» What is required: Can you retype the stretch of the passage on the Eyalet of the Morea from "Upon its conquest, the" through "rather than Rumelia.", word for word?

====== Page extract ======

Administrative division of the Ottoman Empire from 1661 to 1821

The Eyalet of the Morea (ایالت موره) was a first-level province (eyalet) of the Ottoman Empire, centred on the Peloponnese peninsula in southern Greece.

==History==

=== From the Ottoman conquest to the 17th century ===
The Ottoman Empire overran the Peloponnese between 1458 and 1460, conquering the last remnants of the Byzantine Empire, with the exception of the Venetian strongholds, which were taken gradually over decades of intermittent Ottoman–Venetian Wars. Coron and Modon fell in 1500, and by 1540, the Ottoman conquest of the Peloponnese had been completed with the capture of Monemvasia and Nauplion.

Upon its conquest, the peninsula was made a sanjak of the Rumelia Eyalet, with its capital first at Corinth (Turk. Kordos or Gördes), later in Leontari (Londari), Mystras (Mezistre or Misistire) and finally in Nauplion (Tr. Anaboli). Since the 16th century, Mystras formed a separate sanjak, usually attached to the Eyalet of the Archipelago rather than Rumelia.

=== Creation of the eyalet, Venetian interlude and second Ottoman period ===
Sometime in the mid-17th century, as attested by the traveller Evliya Çelebi, the Morea became the centre of a separate eyalet, with Patras (Tr. Ballibadra) as its capital. The Venetians occupied the entire peninsula during the Morean War (1684–1699), establishing the "Kingdom of the Morea" (Regno di Morea) to rule the country. Venetian rule lasted until the Ottoman reconquest in 1715, which led to the re-establishment of the eyalet. The capital was first at Nauplia, but after 1786 at Tripolitza (Tr. Trabliçe).

The Moreote Christians rose against the Ottomans with Russian aid during the so-called "Orlov Revolt" of 1770, but it was swiftly and brutally suppressed. As a result, the total population decreased during this time, while the proportion of the Muslim element in it increased. Nevertheless, the privileges granted to the Orthodox population with the Treaty of Kuchuk-Kainarji, especially the right to trade under the Russian flag, led to a considerable economic flowering of the local Greeks, which, coupled with the increased cultural contacts with Western Europe (Modern Greek Enlightenment) and the inspiring ideals of the French Revolution, laid the groundwork for the Greek War of Independence.

During the Greek War of Independence, most of the peninsula fell to the Greek rebels in 1821–1822, but internal conflicts among the rebels and the arrival of Ibrahim Pasha of Egypt in 1825 almost extinguished the rebellion by 1826. The intervention of British, French and Russian naval troops in the Battle of Navarino forced the Ottoman and Egyptian troops to evacuate the Morea by 1 October 1828. Finally, Greece became independent from the Ottoman Empire with Treaty of Adrianople.

====== Recorded data ======

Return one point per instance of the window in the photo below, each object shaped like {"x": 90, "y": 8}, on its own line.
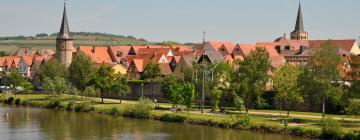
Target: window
{"x": 119, "y": 54}
{"x": 278, "y": 48}
{"x": 287, "y": 47}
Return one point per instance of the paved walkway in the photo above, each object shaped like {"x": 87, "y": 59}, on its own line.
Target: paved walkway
{"x": 250, "y": 112}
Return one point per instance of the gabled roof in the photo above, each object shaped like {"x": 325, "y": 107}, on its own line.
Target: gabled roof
{"x": 165, "y": 69}
{"x": 151, "y": 50}
{"x": 27, "y": 59}
{"x": 9, "y": 60}
{"x": 64, "y": 32}
{"x": 118, "y": 52}
{"x": 24, "y": 52}
{"x": 135, "y": 49}
{"x": 207, "y": 51}
{"x": 181, "y": 48}
{"x": 139, "y": 64}
{"x": 176, "y": 58}
{"x": 343, "y": 44}
{"x": 98, "y": 54}
{"x": 217, "y": 45}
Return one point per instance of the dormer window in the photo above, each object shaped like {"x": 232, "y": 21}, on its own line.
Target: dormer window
{"x": 119, "y": 54}
{"x": 287, "y": 48}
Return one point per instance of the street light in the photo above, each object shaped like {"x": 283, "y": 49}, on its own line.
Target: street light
{"x": 142, "y": 90}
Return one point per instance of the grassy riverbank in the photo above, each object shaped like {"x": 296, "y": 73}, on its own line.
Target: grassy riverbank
{"x": 299, "y": 124}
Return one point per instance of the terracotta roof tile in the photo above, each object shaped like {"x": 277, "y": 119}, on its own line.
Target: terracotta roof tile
{"x": 343, "y": 44}
{"x": 28, "y": 60}
{"x": 2, "y": 61}
{"x": 165, "y": 69}
{"x": 98, "y": 54}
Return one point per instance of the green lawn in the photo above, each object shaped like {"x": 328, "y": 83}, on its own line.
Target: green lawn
{"x": 231, "y": 117}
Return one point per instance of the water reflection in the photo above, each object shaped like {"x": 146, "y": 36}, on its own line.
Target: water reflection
{"x": 30, "y": 123}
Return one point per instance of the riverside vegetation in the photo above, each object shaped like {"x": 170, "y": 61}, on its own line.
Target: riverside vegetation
{"x": 236, "y": 94}
{"x": 144, "y": 109}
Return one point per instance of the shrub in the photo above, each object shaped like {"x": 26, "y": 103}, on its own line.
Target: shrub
{"x": 55, "y": 103}
{"x": 17, "y": 101}
{"x": 70, "y": 106}
{"x": 84, "y": 107}
{"x": 114, "y": 111}
{"x": 10, "y": 100}
{"x": 239, "y": 103}
{"x": 142, "y": 109}
{"x": 172, "y": 118}
{"x": 24, "y": 102}
{"x": 225, "y": 124}
{"x": 243, "y": 122}
{"x": 330, "y": 128}
{"x": 352, "y": 136}
{"x": 353, "y": 107}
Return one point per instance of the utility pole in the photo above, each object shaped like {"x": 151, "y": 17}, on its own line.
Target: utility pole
{"x": 204, "y": 73}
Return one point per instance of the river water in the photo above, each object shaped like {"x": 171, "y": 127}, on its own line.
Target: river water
{"x": 19, "y": 123}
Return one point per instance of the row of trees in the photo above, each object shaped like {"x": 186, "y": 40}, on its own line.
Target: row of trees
{"x": 83, "y": 76}
{"x": 245, "y": 82}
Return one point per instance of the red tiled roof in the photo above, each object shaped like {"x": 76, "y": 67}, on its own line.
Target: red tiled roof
{"x": 181, "y": 48}
{"x": 342, "y": 44}
{"x": 165, "y": 69}
{"x": 139, "y": 64}
{"x": 177, "y": 58}
{"x": 12, "y": 59}
{"x": 228, "y": 59}
{"x": 27, "y": 59}
{"x": 227, "y": 45}
{"x": 2, "y": 61}
{"x": 98, "y": 54}
{"x": 152, "y": 50}
{"x": 136, "y": 48}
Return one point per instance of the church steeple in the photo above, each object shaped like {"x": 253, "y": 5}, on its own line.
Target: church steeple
{"x": 299, "y": 31}
{"x": 299, "y": 27}
{"x": 64, "y": 32}
{"x": 64, "y": 42}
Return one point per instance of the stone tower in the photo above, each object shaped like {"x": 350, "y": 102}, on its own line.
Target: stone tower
{"x": 299, "y": 32}
{"x": 64, "y": 42}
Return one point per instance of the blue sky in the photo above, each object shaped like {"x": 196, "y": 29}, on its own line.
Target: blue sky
{"x": 242, "y": 21}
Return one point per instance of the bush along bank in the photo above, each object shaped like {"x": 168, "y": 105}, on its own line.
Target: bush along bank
{"x": 144, "y": 109}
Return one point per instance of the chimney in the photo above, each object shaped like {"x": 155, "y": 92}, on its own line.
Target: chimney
{"x": 93, "y": 49}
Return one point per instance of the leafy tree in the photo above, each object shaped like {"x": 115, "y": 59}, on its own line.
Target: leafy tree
{"x": 152, "y": 71}
{"x": 176, "y": 97}
{"x": 90, "y": 91}
{"x": 188, "y": 92}
{"x": 167, "y": 85}
{"x": 286, "y": 83}
{"x": 3, "y": 53}
{"x": 81, "y": 70}
{"x": 354, "y": 76}
{"x": 57, "y": 85}
{"x": 252, "y": 76}
{"x": 354, "y": 107}
{"x": 324, "y": 72}
{"x": 16, "y": 79}
{"x": 215, "y": 98}
{"x": 102, "y": 80}
{"x": 239, "y": 103}
{"x": 119, "y": 86}
{"x": 52, "y": 69}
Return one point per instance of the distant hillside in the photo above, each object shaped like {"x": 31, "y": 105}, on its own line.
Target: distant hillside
{"x": 11, "y": 44}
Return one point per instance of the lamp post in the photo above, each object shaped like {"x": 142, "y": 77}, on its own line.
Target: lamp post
{"x": 142, "y": 90}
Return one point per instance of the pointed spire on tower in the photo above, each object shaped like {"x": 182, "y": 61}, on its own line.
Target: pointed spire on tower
{"x": 299, "y": 27}
{"x": 204, "y": 33}
{"x": 64, "y": 32}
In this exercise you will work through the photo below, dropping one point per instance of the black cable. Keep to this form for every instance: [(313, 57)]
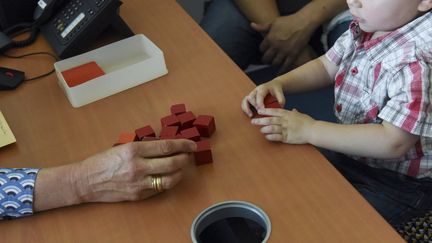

======

» Answer to the problem:
Upon its conquest, the peninsula was made a sanjak of the Rumelia Eyalet, with its capital first at Corinth (Turk. Kordos or Gördes), later in Leontari (Londari), Mystras (Mezistre or Misistire) and finally in Nauplion (Tr. Anaboli). Since the 16th century, Mystras formed a separate sanjak, usually attached to the Eyalet of the Archipelago rather than Rumelia.